# [THE TASK]
A partial copy is required: transcribe exactly the lines from the one containing "Expected behaviour: mark a point on the building" through the last line below, without any pictures.

# [Location annotation dataset excerpts]
* * *

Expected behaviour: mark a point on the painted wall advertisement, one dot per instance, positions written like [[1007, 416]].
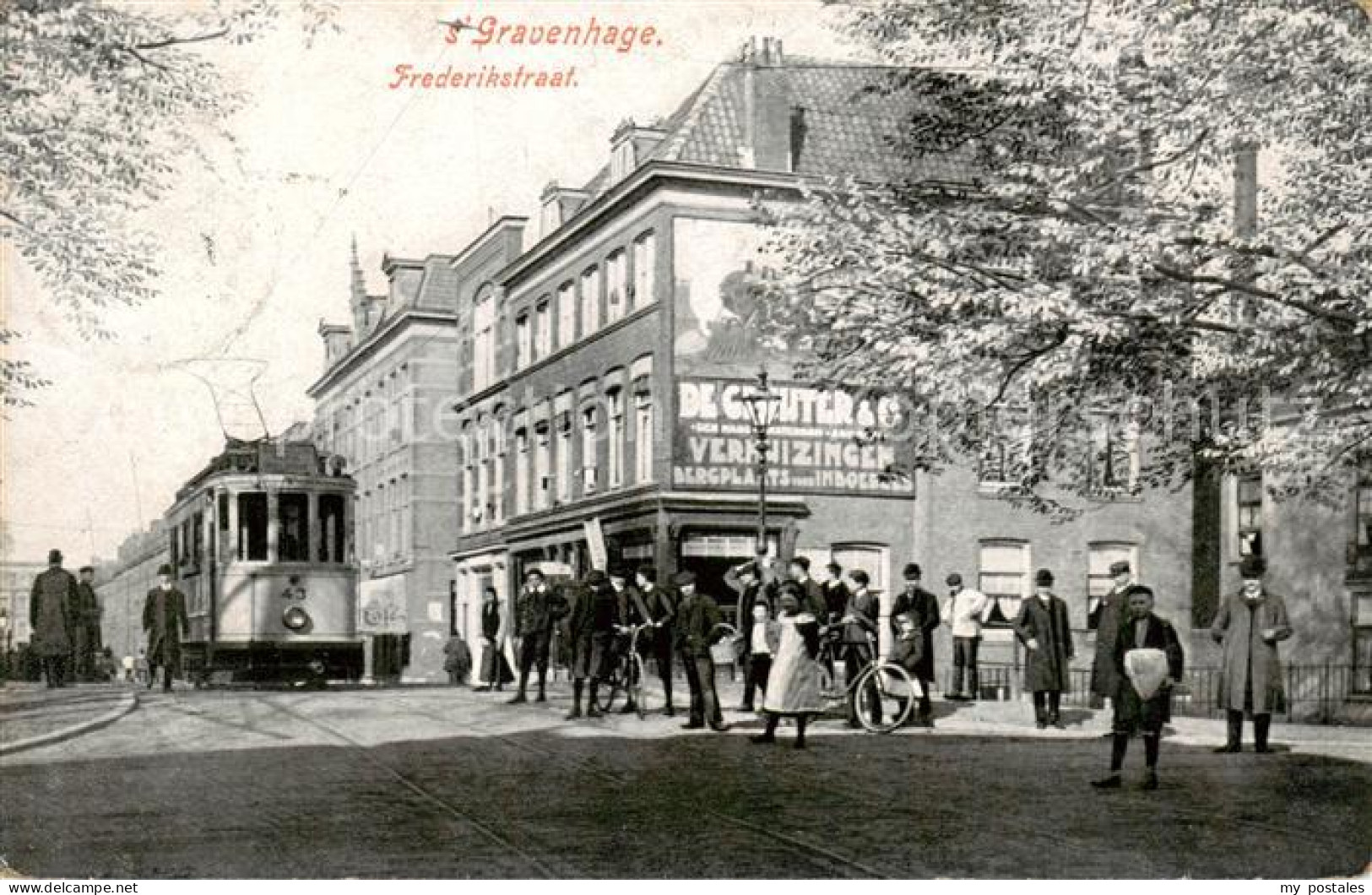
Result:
[[822, 441]]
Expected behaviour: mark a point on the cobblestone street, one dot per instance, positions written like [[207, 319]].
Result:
[[447, 783]]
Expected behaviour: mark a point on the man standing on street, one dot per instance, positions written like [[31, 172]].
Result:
[[52, 616], [537, 609], [85, 643], [1104, 616], [1143, 711], [1047, 637], [697, 631], [165, 622], [662, 612], [1249, 626], [921, 609], [966, 609]]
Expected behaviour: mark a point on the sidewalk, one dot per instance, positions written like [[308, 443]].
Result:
[[33, 715]]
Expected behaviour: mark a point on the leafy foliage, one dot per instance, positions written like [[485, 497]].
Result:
[[1088, 279], [100, 103]]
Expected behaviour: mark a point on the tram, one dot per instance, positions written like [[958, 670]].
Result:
[[259, 542]]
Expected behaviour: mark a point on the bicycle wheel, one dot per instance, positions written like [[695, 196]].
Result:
[[610, 686], [637, 692], [884, 697]]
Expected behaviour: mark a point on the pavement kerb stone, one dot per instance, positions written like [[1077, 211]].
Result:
[[127, 703]]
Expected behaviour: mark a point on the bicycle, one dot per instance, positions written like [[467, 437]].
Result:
[[881, 695], [626, 675]]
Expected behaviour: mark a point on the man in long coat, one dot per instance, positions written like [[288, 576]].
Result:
[[1104, 616], [85, 643], [921, 609], [1250, 625], [1132, 711], [52, 616], [165, 622], [1047, 637]]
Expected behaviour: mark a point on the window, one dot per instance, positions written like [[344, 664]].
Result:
[[252, 526], [566, 315], [590, 301], [333, 533], [564, 458], [616, 285], [1099, 557], [544, 328], [483, 339], [522, 462], [294, 513], [588, 453], [542, 486], [523, 342], [643, 434], [616, 438], [645, 263], [1113, 462], [1249, 520], [1005, 578]]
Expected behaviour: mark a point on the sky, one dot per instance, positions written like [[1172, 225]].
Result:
[[257, 235]]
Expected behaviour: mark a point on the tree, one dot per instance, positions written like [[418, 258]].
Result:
[[102, 102], [1086, 280]]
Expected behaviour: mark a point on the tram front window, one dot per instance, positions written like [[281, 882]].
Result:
[[252, 526], [296, 524], [333, 542]]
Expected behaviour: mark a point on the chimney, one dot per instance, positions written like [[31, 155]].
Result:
[[768, 131], [560, 205], [338, 339]]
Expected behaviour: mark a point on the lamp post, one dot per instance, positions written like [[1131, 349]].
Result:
[[762, 404]]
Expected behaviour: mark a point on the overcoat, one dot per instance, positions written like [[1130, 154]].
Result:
[[1250, 658], [922, 609], [52, 611], [1131, 711], [1046, 667], [166, 623]]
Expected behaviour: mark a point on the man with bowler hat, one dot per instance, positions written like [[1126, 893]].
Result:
[[697, 631], [1249, 626], [52, 616], [921, 609]]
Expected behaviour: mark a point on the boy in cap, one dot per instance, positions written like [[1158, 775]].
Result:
[[966, 609], [1047, 637]]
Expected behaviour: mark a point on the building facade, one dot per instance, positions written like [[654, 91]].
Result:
[[383, 405]]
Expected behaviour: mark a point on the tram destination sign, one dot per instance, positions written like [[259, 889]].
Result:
[[823, 441]]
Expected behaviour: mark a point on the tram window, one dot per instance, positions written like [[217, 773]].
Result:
[[296, 526], [333, 540], [252, 526]]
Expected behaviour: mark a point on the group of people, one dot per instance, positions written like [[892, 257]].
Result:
[[65, 620]]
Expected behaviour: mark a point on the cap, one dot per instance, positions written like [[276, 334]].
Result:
[[1253, 567]]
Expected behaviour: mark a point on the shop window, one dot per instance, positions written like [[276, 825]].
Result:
[[1003, 576], [1249, 518], [333, 531], [1099, 557], [252, 526]]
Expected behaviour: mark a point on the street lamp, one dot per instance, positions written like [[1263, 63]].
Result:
[[762, 404]]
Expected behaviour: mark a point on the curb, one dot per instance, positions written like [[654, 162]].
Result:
[[127, 703]]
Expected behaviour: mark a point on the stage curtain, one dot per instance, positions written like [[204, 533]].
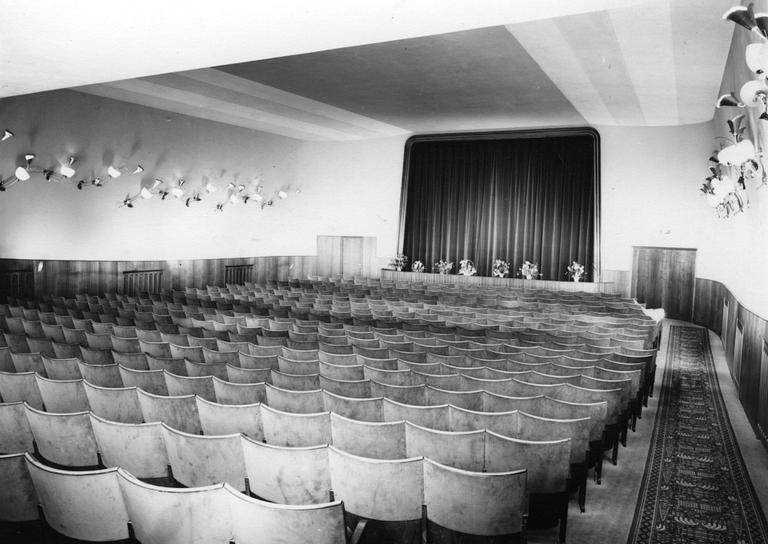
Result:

* * *

# [EXERCISE OUTPUT]
Expected behaviour: mark a point on the building facade, one dot per instance, positions written like [[654, 91]].
Result:
[[383, 405]]
Expected behaviour: mark a point on the tram destination sign, one dot per instance, positions written like [[259, 889]].
Result:
[[823, 441]]
Expected behaviour: mark a point on the tram window, one dot per instance, positions written like [[217, 773]].
Result:
[[296, 526], [333, 540], [252, 526]]
Expected behaviour: mark a point on the group of people, one dot per instance, positions written like [[892, 257]].
Result:
[[65, 620]]
Expected behaviour: mark a point on the cap, one dot per instance, positions written like [[276, 334]].
Result:
[[1253, 567]]
Expected behaviour: mark a point on the shop window, one dot per instance, positions written like [[276, 825]].
Result:
[[1003, 576], [1249, 518], [333, 531], [1099, 557], [252, 526]]
Expected behaviour: mark a point on the street lamp, one dot per instance, positions written like [[1263, 63]].
Result:
[[762, 404]]
Expected behaviour: mark a point on the curb, one dot per instance, positions written like [[654, 162]].
Result:
[[127, 703]]
Expected behaviour: mark a point on the stage curtain, one dot per instance, positions written like [[204, 533]].
Result:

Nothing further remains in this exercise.